◆ Objective ◆
Locate each line in the entries below that contains the string "grass" and copy those lines out. Case matters.
================
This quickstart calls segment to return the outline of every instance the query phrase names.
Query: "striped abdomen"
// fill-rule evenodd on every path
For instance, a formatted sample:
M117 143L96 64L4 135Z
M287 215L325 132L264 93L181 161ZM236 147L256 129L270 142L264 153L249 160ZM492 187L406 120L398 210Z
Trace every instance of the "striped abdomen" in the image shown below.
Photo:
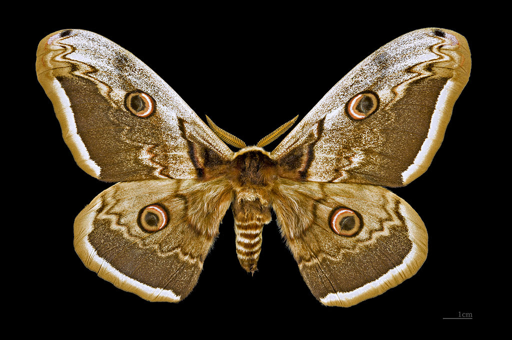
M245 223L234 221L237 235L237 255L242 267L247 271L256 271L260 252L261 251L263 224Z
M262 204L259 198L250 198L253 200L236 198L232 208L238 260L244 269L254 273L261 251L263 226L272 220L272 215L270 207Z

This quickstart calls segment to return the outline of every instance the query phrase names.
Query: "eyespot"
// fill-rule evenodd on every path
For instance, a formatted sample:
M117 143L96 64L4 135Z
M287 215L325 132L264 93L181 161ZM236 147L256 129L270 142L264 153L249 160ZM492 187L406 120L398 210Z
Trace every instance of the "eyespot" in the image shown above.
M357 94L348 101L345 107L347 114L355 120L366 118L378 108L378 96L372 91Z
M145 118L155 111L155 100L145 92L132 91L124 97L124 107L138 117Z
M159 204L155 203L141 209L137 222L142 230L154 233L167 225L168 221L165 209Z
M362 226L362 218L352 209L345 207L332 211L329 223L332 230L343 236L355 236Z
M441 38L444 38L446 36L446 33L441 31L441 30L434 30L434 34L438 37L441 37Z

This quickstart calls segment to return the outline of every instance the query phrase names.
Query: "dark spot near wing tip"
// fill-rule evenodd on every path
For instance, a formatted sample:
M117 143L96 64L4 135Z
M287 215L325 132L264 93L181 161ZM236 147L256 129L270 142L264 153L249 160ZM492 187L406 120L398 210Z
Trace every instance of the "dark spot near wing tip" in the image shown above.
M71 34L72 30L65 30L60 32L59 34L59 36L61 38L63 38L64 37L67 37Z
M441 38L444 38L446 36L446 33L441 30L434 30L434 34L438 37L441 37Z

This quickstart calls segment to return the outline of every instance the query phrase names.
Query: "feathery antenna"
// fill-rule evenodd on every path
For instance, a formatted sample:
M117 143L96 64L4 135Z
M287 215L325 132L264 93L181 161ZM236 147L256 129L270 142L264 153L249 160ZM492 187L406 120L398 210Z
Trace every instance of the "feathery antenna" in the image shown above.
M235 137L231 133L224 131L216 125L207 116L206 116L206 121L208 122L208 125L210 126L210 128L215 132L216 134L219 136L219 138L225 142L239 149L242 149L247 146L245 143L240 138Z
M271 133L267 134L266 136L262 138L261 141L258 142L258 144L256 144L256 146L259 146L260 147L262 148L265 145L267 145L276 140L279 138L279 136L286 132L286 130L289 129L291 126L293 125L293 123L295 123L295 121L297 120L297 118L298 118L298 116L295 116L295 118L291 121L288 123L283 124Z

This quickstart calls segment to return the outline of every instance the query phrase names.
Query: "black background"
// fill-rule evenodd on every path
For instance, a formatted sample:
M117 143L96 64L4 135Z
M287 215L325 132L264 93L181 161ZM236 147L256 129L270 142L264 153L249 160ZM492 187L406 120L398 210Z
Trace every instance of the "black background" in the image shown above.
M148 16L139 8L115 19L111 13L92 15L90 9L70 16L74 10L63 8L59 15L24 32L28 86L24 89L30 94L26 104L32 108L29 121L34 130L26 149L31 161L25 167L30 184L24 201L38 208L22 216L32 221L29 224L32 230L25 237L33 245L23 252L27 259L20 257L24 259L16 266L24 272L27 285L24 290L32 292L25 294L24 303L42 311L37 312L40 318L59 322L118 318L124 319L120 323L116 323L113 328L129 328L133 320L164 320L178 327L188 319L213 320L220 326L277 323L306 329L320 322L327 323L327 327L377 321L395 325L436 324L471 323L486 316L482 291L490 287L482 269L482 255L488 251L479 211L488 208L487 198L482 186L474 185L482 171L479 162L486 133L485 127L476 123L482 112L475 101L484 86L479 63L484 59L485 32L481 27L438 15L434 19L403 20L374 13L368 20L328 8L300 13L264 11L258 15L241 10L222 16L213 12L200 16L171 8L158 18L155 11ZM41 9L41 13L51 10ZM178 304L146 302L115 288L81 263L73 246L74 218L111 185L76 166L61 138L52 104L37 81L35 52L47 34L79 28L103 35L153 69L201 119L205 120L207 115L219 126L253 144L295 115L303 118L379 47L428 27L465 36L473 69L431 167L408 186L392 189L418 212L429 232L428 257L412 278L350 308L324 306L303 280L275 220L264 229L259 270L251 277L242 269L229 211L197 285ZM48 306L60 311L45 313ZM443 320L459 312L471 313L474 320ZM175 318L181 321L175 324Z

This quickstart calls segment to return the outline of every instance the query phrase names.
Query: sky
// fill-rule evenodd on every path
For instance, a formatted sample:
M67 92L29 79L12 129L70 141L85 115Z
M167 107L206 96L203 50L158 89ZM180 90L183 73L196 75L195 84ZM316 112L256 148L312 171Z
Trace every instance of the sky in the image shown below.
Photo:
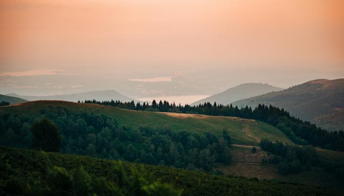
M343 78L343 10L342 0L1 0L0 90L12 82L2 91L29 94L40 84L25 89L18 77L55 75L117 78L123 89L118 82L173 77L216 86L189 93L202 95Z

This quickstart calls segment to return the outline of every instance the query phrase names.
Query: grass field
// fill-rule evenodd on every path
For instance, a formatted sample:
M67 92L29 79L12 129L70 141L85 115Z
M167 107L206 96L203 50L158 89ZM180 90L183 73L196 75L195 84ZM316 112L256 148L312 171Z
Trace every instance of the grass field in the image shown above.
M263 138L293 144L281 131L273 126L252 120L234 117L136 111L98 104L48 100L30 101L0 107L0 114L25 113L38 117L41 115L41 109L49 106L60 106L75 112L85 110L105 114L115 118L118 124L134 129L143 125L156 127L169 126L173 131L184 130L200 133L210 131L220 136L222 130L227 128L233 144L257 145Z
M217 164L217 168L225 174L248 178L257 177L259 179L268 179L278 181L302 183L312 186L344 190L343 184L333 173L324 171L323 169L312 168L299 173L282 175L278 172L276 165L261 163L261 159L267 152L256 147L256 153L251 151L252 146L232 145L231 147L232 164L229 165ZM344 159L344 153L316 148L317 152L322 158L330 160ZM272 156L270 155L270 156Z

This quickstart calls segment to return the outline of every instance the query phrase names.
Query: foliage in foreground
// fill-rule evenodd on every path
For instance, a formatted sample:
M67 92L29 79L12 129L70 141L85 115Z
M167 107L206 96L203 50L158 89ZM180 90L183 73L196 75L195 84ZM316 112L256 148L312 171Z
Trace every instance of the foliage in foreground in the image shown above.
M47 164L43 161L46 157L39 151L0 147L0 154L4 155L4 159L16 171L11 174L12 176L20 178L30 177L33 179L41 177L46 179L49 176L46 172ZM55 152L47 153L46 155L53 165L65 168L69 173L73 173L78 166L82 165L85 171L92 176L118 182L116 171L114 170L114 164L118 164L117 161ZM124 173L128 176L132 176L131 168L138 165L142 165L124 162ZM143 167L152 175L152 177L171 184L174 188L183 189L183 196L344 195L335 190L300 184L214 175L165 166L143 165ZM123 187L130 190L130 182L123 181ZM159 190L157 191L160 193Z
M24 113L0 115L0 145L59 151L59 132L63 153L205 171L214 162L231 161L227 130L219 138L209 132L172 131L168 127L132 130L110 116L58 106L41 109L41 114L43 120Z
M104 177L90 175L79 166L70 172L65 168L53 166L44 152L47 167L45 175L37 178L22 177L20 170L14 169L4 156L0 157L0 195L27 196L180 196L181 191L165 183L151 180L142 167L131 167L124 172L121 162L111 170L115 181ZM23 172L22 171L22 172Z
================
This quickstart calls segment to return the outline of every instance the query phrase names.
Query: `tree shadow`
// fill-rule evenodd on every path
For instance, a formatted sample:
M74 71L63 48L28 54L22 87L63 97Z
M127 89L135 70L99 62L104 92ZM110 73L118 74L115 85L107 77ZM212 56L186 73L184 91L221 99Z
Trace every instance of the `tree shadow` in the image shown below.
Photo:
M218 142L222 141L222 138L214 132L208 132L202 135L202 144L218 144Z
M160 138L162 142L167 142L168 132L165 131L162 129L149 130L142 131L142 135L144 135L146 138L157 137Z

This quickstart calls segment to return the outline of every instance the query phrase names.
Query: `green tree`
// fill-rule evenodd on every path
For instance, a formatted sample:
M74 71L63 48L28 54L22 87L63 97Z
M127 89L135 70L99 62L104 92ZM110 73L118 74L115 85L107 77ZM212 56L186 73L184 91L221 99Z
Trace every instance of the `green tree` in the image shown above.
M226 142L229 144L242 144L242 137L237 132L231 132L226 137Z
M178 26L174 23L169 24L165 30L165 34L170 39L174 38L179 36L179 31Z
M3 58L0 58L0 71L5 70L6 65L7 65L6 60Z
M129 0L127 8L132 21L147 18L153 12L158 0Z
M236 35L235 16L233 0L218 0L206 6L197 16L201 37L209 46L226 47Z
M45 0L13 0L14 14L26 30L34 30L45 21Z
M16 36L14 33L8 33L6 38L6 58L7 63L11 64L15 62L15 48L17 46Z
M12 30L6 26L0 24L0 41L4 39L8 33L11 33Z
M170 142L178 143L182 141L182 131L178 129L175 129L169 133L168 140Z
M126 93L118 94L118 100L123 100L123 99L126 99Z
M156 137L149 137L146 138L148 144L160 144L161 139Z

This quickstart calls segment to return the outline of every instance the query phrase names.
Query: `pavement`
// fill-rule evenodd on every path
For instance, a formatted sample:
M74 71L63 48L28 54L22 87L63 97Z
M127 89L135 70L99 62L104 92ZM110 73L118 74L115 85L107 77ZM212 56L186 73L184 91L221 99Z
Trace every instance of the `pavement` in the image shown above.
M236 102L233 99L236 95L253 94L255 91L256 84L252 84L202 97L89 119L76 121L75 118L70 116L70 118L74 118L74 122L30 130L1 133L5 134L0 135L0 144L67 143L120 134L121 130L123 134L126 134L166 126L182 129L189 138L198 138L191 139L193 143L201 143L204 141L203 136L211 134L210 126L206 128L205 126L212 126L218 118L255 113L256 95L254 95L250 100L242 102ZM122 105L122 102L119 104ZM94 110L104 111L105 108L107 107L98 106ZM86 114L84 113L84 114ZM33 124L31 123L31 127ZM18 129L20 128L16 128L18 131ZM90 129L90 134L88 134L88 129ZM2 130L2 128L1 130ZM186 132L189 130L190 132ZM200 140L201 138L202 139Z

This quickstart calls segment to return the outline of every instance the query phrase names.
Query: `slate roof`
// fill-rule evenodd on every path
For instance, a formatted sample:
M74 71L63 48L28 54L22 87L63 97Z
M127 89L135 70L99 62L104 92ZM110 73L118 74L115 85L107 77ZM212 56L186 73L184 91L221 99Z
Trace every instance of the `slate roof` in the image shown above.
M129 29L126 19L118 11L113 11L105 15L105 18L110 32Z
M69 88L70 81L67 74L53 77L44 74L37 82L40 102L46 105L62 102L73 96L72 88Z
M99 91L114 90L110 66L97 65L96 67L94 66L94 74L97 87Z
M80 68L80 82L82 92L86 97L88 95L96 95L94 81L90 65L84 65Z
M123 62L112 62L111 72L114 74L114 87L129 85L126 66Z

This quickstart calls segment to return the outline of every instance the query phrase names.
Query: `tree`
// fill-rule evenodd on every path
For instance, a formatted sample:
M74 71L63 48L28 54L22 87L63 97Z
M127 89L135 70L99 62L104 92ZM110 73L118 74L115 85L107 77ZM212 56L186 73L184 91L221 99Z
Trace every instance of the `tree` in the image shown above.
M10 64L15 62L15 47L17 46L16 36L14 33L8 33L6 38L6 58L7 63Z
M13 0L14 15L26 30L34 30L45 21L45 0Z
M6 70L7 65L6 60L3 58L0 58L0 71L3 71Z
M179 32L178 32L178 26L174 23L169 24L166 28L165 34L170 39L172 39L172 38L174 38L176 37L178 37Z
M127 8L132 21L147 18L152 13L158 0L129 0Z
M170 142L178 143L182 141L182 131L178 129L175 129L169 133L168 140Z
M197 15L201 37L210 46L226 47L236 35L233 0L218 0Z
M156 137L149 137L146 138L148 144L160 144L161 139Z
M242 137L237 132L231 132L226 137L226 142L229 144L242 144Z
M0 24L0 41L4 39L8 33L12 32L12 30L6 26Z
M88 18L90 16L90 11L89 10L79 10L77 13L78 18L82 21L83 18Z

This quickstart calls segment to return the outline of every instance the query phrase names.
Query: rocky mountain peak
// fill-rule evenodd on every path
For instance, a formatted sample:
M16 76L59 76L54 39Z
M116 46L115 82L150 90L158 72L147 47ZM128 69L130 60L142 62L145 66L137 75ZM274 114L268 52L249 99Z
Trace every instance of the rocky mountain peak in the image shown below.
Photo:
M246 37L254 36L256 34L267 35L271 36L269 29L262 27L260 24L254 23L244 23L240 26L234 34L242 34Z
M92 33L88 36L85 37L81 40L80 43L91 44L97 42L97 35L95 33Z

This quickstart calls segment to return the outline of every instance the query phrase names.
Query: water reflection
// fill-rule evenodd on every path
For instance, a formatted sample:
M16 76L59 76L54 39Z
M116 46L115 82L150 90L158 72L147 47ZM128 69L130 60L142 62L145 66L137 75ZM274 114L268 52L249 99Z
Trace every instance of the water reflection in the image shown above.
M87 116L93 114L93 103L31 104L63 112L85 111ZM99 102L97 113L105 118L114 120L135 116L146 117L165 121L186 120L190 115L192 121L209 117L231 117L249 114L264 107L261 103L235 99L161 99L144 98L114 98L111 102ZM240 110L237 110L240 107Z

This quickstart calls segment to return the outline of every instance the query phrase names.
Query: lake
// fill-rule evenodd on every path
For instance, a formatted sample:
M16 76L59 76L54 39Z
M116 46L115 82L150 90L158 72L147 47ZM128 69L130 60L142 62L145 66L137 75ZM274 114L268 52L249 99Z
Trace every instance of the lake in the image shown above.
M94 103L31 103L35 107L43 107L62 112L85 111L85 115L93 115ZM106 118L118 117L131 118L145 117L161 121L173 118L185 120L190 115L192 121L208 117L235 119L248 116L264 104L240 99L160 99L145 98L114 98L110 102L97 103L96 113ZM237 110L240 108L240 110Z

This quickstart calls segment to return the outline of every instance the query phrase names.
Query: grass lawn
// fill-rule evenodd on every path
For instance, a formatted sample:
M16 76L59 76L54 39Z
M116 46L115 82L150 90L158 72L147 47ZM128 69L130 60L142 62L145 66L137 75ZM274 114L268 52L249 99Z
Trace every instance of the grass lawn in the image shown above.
================
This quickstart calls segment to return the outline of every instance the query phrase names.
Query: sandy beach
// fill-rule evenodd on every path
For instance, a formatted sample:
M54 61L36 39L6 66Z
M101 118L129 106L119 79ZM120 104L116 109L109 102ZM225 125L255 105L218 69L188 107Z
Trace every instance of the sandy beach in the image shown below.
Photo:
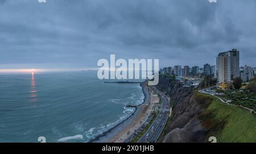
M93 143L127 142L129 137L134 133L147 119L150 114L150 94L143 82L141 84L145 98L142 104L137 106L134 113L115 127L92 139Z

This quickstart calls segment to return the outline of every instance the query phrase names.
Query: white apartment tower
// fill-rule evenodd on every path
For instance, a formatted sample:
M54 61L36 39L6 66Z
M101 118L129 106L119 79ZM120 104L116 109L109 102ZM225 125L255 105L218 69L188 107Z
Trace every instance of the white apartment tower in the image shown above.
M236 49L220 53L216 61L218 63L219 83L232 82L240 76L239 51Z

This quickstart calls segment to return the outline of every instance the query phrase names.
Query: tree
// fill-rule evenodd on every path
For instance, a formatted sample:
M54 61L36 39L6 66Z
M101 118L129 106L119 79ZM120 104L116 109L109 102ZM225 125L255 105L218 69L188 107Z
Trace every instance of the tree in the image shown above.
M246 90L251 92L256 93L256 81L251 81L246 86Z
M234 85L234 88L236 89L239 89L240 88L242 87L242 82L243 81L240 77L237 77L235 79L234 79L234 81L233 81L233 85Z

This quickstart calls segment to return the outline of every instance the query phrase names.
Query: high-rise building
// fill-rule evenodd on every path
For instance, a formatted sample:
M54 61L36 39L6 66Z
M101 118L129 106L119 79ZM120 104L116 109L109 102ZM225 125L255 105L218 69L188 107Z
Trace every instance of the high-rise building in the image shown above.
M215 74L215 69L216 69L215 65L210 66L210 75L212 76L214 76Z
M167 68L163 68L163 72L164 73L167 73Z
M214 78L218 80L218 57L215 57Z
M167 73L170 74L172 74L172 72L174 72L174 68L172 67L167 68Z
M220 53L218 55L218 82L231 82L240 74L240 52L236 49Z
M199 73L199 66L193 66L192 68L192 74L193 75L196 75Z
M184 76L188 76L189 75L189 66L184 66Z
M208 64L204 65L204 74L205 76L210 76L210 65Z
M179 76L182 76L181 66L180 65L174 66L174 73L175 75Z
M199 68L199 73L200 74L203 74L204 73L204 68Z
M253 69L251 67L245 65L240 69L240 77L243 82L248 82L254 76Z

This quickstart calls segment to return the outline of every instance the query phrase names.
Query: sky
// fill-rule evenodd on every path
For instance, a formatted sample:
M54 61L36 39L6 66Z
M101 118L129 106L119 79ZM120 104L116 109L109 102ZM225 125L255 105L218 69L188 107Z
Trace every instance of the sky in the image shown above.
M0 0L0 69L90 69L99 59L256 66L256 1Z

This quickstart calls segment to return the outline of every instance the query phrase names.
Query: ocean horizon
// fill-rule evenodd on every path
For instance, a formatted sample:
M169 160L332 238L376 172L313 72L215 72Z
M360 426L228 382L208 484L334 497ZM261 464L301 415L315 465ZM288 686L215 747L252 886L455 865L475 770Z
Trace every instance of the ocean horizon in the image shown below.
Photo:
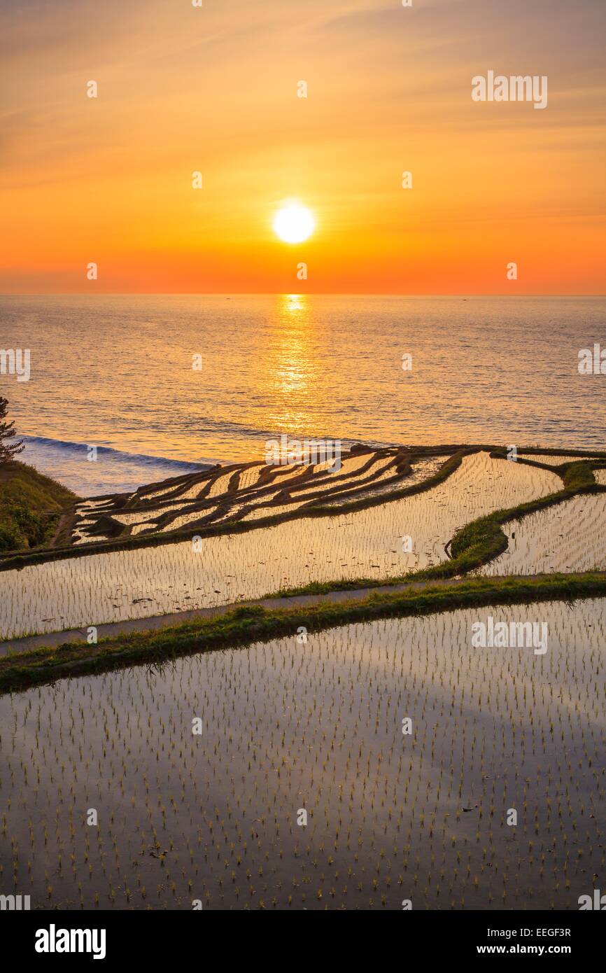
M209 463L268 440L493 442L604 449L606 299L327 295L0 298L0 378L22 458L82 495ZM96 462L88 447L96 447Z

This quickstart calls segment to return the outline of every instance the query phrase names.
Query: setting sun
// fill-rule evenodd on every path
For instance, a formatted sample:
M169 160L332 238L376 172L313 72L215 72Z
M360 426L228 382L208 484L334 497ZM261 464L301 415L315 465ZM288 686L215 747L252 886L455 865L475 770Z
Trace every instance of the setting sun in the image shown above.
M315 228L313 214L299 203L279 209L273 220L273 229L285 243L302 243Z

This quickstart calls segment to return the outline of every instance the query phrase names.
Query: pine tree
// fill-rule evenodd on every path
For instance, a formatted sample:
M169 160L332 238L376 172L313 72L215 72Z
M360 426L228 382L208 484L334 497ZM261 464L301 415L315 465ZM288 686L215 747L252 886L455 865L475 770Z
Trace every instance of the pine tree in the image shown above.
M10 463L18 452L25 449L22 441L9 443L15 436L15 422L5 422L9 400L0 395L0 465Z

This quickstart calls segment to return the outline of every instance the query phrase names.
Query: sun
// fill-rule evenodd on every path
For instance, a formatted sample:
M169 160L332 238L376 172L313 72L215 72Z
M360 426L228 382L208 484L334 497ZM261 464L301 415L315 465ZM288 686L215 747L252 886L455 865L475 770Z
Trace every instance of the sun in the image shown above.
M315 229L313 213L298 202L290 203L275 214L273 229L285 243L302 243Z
================
◆ Finished answer ◆
Query: grass field
Trace every instance of the grass field in the image shown above.
Query: grass lawn
Trace every instance of the grass lawn in the image shown above.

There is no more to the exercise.